Required task A =
How many lines of the listing below contain the string "pole"? Count them and give only the number.

Excerpt to read =
────────────────

From: Jens Axboe <[email protected]>

io_uring treats all completions the same - they post a completion event,
or more, and anyone waiting on event completions will see each event as
it gets posted.

However, some events may be more interesting that others. For a request
and response type model, it's not uncommon to have send/write events
that are submitted with a recv/read type of request. While the app does
want to see a successful send/write completion eventually, it need not
handle it upfront as it would want to do with a recv/read, as it isn't
time sensitive. Generally, a send/write completion will just mean that
a buffer can get recycled/reused, whereas a recv/read completion needs
acting upon (and a response sent).

This can be somewhat tricky to handle if many requests and responses
are being handled, and the app generally needs to track the number of
pending sends/writes to be able to sanely wait on just new incoming
recv/read requests. And even with that, an application would still
like to see a completion for a short/failed send/write immediately.

Add infrastructure to account inline completions, such that they can
be deducted from the 'wait_nr' being passed in via a submit_and_wait()

────────────────

Given data =

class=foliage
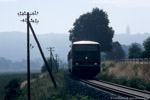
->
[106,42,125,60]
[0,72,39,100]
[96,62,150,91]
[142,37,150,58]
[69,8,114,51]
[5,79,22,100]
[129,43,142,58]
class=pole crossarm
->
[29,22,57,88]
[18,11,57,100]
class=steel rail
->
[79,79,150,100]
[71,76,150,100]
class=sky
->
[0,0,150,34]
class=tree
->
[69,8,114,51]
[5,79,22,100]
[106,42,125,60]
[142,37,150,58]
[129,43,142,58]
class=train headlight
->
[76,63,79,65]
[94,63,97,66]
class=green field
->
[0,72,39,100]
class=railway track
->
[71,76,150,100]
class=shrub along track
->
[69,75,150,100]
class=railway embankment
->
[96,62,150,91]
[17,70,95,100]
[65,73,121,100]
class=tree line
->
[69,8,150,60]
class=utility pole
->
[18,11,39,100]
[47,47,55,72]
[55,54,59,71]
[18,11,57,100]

────────────────

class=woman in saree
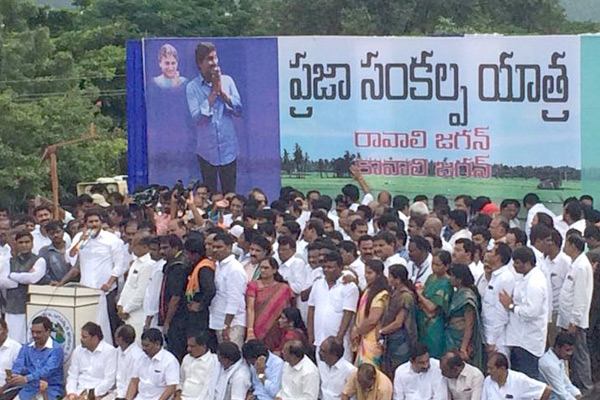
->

────────────────

Required task B =
Can you return the whole io_uring completions excerpt above, word for word?

Problem solution A =
2

Problem solution B =
From: Jens Axboe <[email protected]>

io_uring treats all completions the same - they post a completion event,
or more, and anyone waiting on event completions will see each event as
it gets posted.

However, some events may be more interesting that others. For a request
and response type model, it's not uncommon to have send/write events
that are submitted with a recv/read type of request. While the app does
want to see a successful send/write completion eventually, it need not
handle it upfront as it would want to do with a recv/read, as it isn't
time sensitive. Generally, a send/write completion will just mean that
a buffer can get recycled/reused, whereas a recv/read completion needs
acting upon (and a response sent).

This can be somewhat tricky to handle if many requests and responses
are being handled, and the app generally needs to track the number of
pending sends/writes to be able to sanely wait on just new incoming
recv/read requests. And even with that, an application would still
like to see a completion for a short/failed send/write immediately.

Add infrastructure to account inline completions, such that they can
be deducted from the 'wait_nr' being passed in via a submit_and_wait()